### Your task
Go to the line holding "Phrase: lizard foot" in the entries below and write out exactly every line down to and including the line holding "Target: number 20 jersey".

(Point-per-instance localization data)
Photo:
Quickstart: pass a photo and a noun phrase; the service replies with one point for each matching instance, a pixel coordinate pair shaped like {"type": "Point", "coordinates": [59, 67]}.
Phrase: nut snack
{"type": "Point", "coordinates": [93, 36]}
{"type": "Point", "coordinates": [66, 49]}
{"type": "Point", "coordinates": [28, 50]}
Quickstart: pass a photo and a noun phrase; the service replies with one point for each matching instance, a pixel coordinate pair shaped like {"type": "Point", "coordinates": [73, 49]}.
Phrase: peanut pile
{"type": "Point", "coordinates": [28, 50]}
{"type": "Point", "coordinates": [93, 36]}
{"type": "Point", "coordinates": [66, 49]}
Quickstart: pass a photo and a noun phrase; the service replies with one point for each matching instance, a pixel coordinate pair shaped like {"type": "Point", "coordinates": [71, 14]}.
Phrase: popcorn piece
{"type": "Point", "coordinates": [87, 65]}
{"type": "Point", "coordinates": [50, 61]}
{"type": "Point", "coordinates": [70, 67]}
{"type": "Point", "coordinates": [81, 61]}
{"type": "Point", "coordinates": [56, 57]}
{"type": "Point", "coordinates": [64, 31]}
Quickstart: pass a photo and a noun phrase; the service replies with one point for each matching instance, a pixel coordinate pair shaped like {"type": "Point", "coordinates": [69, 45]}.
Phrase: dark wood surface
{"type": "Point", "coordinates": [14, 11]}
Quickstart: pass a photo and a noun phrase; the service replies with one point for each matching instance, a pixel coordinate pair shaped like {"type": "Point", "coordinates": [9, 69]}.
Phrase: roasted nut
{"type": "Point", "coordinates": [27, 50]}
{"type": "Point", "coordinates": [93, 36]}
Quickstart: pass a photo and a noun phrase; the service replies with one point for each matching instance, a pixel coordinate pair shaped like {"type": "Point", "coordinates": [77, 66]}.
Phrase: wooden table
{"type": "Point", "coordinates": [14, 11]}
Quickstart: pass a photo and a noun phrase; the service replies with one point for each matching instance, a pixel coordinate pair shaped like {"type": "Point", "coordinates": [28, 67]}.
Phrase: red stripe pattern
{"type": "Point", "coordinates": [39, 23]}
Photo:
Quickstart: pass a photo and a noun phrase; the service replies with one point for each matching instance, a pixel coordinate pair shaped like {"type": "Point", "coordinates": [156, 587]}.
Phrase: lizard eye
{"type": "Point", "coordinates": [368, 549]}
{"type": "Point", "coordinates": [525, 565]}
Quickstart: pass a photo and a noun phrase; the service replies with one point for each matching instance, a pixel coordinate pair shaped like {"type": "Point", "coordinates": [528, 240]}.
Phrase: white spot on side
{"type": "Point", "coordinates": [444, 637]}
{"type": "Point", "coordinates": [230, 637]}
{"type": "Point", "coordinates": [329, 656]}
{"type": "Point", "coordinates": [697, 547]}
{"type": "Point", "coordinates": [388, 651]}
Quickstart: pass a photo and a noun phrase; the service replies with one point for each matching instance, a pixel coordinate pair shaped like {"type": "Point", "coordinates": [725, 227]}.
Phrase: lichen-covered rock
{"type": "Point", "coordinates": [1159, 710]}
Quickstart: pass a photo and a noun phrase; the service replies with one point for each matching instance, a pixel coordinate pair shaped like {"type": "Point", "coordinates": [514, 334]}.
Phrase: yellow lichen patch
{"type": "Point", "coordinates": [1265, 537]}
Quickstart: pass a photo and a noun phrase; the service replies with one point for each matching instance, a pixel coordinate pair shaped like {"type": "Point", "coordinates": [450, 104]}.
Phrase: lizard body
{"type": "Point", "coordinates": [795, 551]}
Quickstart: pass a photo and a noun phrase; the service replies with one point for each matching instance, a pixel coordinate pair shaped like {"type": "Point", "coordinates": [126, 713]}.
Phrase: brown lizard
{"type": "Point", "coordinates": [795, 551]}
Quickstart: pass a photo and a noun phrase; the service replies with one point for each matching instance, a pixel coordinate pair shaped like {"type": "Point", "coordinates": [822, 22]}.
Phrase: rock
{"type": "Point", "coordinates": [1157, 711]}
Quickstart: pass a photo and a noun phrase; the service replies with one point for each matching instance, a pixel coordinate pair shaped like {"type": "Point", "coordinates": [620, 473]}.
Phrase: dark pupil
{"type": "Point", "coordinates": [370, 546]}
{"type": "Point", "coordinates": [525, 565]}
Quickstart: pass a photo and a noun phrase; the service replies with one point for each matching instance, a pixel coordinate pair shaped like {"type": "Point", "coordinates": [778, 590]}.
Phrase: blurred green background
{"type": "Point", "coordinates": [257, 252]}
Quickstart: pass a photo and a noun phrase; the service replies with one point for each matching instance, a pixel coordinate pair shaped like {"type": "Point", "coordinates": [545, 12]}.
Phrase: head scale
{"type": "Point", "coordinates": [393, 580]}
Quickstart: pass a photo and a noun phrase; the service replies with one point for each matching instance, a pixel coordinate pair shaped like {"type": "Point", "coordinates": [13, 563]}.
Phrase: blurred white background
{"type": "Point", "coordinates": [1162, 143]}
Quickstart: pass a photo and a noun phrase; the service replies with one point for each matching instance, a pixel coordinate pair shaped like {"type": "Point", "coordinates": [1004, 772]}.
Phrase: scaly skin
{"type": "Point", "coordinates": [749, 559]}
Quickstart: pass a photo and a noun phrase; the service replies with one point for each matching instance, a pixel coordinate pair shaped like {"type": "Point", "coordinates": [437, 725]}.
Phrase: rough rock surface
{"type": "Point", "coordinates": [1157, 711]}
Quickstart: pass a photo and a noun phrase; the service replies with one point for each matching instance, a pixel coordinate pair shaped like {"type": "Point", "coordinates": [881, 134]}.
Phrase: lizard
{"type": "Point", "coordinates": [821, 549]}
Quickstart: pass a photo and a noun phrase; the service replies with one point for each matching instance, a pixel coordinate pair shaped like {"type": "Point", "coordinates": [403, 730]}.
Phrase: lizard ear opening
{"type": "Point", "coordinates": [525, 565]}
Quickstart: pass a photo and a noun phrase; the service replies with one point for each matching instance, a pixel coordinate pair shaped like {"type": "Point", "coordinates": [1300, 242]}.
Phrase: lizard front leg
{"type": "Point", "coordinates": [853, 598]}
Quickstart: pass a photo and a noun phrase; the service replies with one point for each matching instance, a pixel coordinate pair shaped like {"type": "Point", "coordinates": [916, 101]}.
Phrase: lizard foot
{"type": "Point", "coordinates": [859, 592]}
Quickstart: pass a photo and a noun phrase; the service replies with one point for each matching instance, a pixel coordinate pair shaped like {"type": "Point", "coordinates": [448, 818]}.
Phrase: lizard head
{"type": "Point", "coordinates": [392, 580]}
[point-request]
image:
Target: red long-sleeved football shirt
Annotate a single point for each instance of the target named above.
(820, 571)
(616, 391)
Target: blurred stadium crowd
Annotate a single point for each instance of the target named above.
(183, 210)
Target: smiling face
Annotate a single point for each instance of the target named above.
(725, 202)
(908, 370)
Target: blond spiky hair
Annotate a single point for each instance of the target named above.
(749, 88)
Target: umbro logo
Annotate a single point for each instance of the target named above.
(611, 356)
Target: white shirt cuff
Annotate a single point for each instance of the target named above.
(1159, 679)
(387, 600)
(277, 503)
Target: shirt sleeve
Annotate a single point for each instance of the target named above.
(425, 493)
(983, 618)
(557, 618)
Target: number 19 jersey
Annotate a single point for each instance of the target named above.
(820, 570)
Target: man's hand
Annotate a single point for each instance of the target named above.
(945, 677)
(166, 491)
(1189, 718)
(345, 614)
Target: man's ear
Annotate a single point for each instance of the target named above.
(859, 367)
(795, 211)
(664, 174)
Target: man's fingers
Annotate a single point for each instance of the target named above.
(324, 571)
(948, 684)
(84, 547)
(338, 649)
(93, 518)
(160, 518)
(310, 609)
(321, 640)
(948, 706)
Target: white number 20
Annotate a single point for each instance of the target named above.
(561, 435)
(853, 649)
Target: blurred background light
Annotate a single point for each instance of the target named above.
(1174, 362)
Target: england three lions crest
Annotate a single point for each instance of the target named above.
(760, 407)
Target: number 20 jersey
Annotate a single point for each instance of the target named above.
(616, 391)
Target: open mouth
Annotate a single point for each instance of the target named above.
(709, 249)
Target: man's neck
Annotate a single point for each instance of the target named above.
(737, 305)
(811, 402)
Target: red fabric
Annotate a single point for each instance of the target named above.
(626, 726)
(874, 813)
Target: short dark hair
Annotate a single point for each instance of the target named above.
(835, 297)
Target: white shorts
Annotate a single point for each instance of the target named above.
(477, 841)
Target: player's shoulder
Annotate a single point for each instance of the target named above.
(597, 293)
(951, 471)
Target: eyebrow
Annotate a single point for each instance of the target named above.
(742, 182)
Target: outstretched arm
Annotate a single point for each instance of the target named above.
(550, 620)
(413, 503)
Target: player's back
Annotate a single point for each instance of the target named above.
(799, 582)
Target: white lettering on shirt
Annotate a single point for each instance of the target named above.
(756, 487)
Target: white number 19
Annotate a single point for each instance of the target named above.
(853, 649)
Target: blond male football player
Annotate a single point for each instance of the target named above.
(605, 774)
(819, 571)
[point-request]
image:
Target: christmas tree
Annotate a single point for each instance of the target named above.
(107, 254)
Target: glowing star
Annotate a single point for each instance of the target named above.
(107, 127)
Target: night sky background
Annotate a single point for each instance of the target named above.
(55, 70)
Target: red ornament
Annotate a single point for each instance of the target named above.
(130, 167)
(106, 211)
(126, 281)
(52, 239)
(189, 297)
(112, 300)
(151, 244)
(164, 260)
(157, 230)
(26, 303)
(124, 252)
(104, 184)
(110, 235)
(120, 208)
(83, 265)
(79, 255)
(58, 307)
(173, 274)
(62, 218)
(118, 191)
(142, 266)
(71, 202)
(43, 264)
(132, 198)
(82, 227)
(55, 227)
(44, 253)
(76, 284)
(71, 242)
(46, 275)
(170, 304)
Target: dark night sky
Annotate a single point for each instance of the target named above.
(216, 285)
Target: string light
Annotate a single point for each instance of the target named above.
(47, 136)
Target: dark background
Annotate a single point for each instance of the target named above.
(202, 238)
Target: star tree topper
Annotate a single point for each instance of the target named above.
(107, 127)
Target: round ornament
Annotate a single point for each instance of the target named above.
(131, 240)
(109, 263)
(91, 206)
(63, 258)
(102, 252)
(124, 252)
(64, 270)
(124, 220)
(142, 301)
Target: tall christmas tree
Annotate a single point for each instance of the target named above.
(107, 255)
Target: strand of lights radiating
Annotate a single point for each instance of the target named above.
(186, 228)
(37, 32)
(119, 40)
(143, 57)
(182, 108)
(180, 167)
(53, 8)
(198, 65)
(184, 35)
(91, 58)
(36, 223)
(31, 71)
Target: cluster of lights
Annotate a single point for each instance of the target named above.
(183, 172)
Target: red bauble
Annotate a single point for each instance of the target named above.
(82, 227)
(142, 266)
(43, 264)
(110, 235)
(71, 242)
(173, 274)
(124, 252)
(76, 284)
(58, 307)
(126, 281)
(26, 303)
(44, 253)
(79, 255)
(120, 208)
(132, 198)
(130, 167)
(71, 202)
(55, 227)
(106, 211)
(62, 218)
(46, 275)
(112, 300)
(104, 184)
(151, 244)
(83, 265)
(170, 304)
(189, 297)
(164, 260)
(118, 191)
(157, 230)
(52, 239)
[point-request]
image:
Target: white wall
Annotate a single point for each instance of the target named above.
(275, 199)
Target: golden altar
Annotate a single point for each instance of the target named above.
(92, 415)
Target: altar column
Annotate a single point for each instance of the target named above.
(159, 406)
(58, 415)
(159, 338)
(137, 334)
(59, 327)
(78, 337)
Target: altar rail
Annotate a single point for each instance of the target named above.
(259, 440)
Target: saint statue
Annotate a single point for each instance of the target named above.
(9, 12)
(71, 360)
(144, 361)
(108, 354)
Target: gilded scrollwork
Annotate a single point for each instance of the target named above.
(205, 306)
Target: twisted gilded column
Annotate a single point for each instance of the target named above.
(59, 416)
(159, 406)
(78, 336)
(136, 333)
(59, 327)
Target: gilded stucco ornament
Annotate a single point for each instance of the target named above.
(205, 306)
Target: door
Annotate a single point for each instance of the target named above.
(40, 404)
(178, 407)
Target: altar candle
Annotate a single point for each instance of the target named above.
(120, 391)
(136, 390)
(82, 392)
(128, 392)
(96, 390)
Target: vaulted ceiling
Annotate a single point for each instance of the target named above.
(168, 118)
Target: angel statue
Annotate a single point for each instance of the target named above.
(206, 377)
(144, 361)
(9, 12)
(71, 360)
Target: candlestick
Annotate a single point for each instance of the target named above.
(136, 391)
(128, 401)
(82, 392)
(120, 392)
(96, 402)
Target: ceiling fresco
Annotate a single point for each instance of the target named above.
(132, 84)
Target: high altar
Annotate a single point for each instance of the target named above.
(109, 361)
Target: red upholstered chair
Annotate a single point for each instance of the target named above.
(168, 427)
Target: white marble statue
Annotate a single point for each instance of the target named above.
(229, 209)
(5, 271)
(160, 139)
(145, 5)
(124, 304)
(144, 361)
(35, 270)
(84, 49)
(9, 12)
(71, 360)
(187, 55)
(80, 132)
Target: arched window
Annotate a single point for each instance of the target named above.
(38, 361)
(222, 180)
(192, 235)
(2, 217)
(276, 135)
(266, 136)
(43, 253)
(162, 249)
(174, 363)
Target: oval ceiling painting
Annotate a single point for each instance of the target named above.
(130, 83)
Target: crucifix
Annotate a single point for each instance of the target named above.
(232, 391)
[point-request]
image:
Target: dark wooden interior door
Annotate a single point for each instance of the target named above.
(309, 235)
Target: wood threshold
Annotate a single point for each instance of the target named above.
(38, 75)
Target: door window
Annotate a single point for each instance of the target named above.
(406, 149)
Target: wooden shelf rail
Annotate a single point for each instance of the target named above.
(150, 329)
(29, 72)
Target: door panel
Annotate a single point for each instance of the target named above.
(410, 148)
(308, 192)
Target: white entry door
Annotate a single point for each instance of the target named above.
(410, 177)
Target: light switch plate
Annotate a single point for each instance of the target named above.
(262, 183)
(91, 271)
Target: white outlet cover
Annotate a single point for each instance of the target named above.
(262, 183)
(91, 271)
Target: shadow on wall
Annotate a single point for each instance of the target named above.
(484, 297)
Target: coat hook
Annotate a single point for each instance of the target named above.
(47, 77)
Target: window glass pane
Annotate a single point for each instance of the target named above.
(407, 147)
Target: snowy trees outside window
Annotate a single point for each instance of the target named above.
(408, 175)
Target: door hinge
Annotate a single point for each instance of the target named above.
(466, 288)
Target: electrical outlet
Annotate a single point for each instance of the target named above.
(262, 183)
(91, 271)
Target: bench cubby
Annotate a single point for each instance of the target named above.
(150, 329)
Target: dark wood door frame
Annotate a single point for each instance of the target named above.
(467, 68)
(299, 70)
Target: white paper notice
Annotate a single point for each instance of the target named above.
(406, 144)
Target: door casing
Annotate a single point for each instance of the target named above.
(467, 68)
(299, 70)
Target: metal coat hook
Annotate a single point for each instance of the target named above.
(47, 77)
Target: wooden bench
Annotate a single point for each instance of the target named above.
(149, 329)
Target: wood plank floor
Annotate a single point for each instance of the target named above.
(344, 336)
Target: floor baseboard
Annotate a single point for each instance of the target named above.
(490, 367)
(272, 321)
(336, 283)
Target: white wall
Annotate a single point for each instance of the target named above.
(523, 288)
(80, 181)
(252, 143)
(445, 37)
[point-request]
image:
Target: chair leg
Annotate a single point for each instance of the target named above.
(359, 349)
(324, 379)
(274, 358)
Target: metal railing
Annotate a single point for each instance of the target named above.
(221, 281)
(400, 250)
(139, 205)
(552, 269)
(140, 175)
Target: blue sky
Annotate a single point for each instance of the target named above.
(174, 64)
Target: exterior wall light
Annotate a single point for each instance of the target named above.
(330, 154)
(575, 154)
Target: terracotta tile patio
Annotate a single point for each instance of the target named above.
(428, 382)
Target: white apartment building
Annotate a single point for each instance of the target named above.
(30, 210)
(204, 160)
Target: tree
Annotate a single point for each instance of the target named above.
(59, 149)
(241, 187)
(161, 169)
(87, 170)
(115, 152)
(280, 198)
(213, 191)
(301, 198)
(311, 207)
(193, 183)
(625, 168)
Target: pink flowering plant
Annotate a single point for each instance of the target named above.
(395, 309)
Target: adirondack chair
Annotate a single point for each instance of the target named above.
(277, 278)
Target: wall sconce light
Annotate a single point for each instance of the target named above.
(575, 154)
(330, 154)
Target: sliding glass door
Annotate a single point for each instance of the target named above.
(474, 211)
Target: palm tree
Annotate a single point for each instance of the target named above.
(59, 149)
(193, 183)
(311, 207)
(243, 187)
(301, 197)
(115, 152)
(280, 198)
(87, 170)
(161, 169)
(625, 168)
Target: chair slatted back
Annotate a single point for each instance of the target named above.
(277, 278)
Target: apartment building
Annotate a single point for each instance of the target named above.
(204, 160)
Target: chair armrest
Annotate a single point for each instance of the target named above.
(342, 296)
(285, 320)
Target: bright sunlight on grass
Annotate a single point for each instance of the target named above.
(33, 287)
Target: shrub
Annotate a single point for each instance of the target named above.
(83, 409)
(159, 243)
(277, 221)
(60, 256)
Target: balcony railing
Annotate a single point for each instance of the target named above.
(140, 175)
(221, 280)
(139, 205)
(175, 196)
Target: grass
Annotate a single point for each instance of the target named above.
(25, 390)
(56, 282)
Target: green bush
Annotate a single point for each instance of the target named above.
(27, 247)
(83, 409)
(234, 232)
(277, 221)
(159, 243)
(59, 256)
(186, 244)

### Task result
Phrase: lizard foot
{"type": "Point", "coordinates": [859, 592]}
Quickstart: pass a photo and a noun phrase; the service replies with one point for each matching instance, a pixel coordinate pair shaped like {"type": "Point", "coordinates": [448, 818]}.
Phrase: lizard head
{"type": "Point", "coordinates": [392, 580]}
[point-request]
image:
Target: red long-sleeved football shirt
Annotate a single point for each instance of the target named above.
(820, 571)
(616, 391)
Target: blurred stadium crowd
Annotate a single point for each instance of the target named above.
(183, 210)
Target: smiling face
Annotate a single point for each instance of the target named above.
(725, 202)
(908, 370)
Target: blond spiky hair
Annotate a single point for each instance of the target named above.
(749, 88)
Target: umbro logo
Annotate a single point for each instance of the target named above.
(611, 356)
Target: white shirt cuff
Annotate a single point for each instance of the target named above.
(1159, 679)
(387, 600)
(277, 503)
Target: shirt sleeve
Annotate a single point for each instance of the target named above.
(425, 493)
(983, 618)
(557, 618)
Target: number 19 jersey
Annotate a single point for each instance of the target named above.
(820, 570)
Target: man's hand
Annotate a single point for each instance of the target named above.
(945, 677)
(166, 491)
(1189, 718)
(345, 614)
Target: man's ear
Annotate a single point for each instance of the target named above.
(859, 367)
(795, 211)
(664, 174)
Target: man's fingers
Annotate a single point for each instance of the target named above.
(324, 571)
(948, 684)
(84, 547)
(338, 649)
(93, 518)
(160, 518)
(310, 609)
(321, 640)
(948, 706)
Target: white number 20
Annotate a single point for each instance of the target named above.
(561, 435)
(853, 649)
Target: blurred background light
Annotate a single point for each instance of the target named above.
(1174, 362)
Target: england three lions crest
Annotate a single point for each instance of the target named above.
(760, 407)
Target: number 20 jersey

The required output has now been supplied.